Exactly as written, transcribe the lines that run from the one containing "of the window?" to the end of the records below.
+-------+
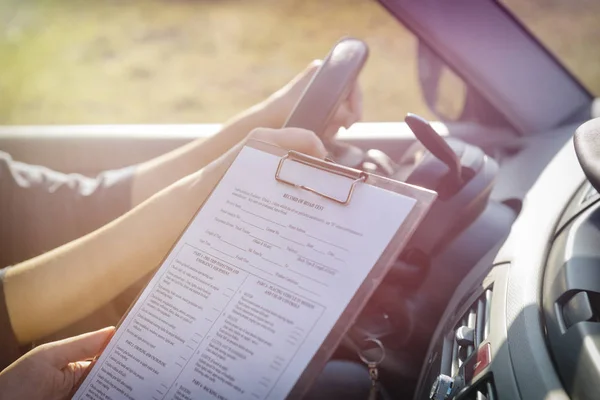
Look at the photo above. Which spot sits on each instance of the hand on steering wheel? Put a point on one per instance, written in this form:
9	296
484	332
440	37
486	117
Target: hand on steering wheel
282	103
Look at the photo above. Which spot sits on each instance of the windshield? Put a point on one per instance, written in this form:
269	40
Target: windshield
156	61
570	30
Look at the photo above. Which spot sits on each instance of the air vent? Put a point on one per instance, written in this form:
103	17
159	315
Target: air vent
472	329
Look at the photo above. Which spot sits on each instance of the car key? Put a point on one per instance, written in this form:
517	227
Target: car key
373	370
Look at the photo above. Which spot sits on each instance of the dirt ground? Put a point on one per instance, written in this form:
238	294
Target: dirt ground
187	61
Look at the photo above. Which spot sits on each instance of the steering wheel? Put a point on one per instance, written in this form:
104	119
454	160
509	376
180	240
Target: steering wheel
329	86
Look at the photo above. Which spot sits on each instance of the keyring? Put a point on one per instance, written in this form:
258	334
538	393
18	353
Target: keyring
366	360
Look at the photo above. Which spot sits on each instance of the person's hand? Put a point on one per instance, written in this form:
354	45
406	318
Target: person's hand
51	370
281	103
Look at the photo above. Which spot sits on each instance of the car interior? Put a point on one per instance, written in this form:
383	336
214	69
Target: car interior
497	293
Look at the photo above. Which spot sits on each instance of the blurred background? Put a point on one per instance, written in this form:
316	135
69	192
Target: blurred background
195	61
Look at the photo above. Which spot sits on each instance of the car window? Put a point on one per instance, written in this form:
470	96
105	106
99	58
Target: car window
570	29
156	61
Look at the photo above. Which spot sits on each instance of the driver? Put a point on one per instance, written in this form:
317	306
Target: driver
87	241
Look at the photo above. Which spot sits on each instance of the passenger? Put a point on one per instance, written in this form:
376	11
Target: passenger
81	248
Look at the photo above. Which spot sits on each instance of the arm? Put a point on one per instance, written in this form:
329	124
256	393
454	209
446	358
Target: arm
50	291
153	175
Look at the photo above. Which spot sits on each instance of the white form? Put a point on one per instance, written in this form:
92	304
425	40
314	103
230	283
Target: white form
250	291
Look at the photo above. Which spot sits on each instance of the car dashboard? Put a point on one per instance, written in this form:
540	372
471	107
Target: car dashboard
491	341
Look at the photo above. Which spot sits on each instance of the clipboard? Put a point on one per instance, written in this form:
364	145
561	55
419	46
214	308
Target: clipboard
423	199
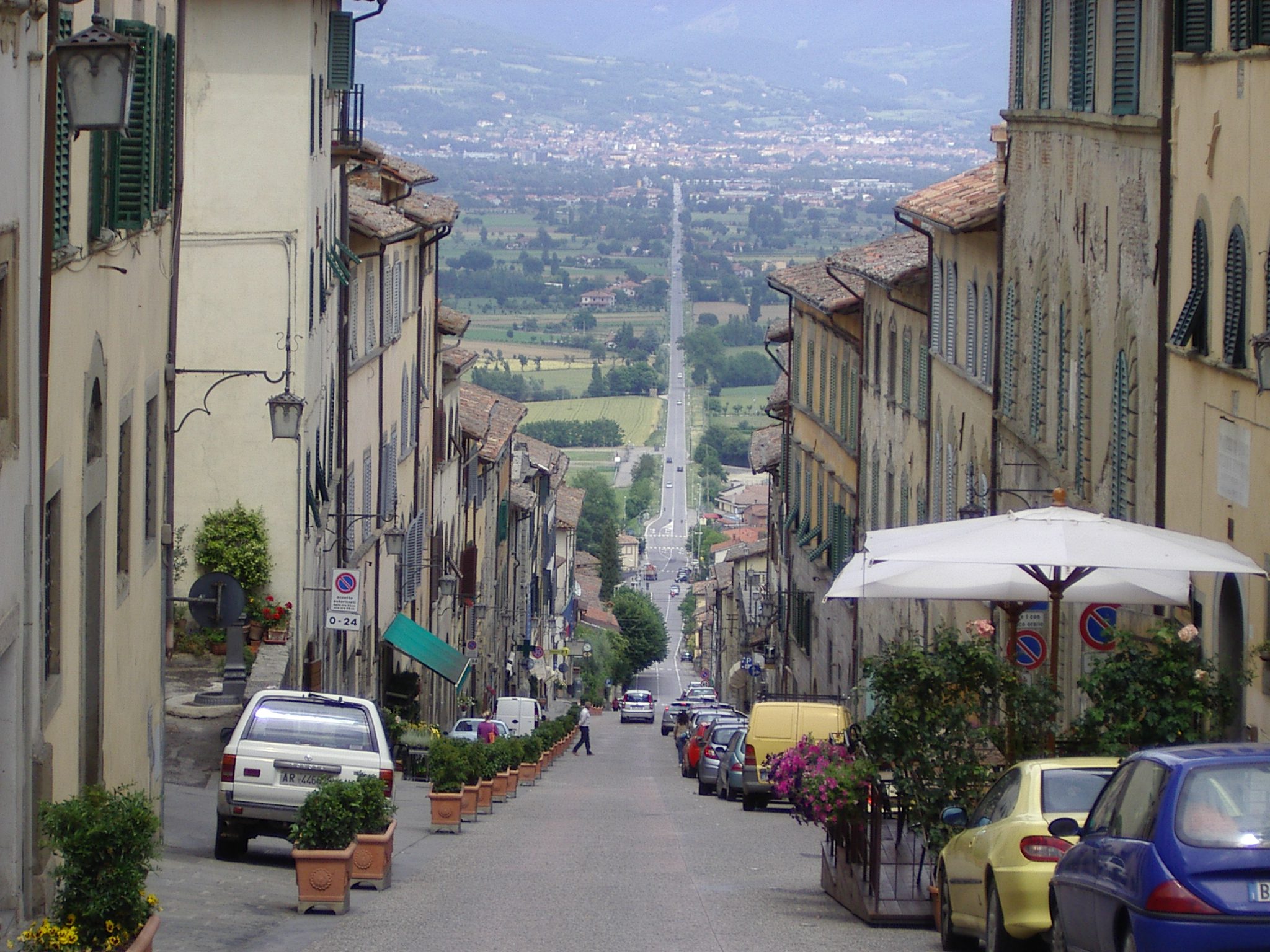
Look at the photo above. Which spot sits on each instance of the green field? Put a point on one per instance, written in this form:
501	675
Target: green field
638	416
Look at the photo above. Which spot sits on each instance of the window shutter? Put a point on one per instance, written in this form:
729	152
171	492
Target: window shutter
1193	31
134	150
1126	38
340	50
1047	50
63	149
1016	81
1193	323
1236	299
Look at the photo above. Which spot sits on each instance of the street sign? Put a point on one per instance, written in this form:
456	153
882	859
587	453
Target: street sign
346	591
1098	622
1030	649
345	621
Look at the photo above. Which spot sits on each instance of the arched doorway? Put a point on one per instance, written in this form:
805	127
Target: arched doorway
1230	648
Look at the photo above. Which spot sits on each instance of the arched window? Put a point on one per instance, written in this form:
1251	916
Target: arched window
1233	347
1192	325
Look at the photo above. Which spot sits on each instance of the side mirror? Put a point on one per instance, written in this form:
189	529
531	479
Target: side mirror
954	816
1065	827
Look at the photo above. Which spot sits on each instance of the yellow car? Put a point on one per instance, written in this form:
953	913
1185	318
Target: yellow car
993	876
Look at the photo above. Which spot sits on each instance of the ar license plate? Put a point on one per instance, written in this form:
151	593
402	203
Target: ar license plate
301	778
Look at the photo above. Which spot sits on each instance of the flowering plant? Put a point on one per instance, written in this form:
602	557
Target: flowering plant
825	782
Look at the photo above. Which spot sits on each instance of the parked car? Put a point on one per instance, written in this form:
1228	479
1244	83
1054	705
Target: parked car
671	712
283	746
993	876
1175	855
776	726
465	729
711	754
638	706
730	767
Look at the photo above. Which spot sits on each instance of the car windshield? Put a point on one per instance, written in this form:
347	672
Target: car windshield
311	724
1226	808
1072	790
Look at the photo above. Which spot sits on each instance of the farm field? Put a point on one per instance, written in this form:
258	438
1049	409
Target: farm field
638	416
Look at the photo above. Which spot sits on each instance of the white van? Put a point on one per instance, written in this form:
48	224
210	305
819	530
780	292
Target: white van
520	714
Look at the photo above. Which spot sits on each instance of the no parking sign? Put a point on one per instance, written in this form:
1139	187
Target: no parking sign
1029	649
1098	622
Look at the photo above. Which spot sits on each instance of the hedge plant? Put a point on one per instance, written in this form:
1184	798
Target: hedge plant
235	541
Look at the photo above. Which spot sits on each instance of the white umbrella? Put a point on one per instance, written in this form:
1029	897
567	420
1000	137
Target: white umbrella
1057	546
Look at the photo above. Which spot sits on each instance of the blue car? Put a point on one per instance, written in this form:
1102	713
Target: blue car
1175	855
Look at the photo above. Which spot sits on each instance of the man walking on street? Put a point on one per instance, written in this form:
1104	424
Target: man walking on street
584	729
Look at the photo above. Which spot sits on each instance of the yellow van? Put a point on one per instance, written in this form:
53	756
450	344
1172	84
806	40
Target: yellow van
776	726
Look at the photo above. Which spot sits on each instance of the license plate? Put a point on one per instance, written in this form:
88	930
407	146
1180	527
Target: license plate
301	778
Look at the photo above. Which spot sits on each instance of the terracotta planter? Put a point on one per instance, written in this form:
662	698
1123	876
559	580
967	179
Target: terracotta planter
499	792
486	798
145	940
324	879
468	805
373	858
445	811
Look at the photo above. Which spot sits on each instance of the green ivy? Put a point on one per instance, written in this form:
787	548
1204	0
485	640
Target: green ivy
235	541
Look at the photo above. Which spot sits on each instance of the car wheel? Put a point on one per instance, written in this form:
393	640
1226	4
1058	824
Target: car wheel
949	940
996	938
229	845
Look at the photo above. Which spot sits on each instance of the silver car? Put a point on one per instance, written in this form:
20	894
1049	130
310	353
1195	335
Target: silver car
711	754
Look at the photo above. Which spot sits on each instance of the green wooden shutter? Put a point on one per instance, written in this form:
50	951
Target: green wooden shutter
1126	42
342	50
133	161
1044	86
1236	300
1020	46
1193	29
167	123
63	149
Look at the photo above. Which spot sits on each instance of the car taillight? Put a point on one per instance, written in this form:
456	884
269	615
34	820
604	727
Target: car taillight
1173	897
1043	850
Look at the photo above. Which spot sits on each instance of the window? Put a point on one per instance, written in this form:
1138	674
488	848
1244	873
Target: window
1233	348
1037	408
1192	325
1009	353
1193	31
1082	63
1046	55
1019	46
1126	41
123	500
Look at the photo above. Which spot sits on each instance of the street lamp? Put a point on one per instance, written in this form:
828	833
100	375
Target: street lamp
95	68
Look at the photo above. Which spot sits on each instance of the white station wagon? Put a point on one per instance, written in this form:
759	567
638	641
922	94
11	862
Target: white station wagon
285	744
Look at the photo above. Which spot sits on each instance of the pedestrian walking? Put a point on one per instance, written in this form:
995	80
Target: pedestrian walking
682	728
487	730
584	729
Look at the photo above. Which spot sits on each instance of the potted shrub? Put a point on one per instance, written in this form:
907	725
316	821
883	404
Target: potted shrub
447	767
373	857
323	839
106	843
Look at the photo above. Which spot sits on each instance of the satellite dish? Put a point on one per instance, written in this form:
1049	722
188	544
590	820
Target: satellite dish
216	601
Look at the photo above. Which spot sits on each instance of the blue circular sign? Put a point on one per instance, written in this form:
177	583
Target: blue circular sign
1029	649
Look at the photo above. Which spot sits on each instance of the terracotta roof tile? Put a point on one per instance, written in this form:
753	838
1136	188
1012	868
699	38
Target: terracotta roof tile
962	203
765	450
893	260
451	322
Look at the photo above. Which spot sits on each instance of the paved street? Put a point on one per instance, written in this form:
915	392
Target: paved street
+-------+
## Task solution
Look at the photo above. Which spot sits on each instance of the window? Put a point on one per instance, written in this form:
1138	674
488	848
1244	873
Target: window
1233	348
1037	408
1192	325
1009	353
1193	31
1082	63
1046	55
1019	46
1126	41
123	500
Look at the photo above. Which spot sits on each instance of the street lamp? Put a point on one per instance, written in this form:
828	833
100	375
Target: street lamp
95	68
Look at the photo above. Which spot sits on each instance of the white station wagon? Put a point on one per instance, written in this form:
759	567
638	641
922	94
11	862
Target: white station wagon
285	744
Look at the photo above. Which spot sits on each instance of the pedestrian walking? Put a point on one per instance, written in this form:
995	80
Target: pedestrian walking
682	728
487	730
584	729
Look at the photo above. Which spot sits on each instance of the potted shrub? Put a point on one per instance, written in this form:
907	725
316	821
883	404
Target: potted shrub
447	767
373	857
323	839
106	843
Look at the photo above. Which spot sits on each instance of the satellite dish? Put a point on one per instance, written in this form:
1049	722
188	544
590	820
Target: satellite dish
216	601
Look at the photo above. Which spot sits on each instance of the blue circular sign? Put a point on one per instance, written in this form:
177	583
Target: blue circular sign
1029	649
Look at the photo above. Which spot sits on each instance of the terracotta roof tile? Put a point on one per instance, written in this form:
753	838
1136	188
1012	868
699	38
Target: terracotta roof tile
962	203
765	450
893	260
451	322
Look at the photo above. Which spot sits on each instance of the paved street? Put a point on one per instance, written in this form:
915	392
Target: paved street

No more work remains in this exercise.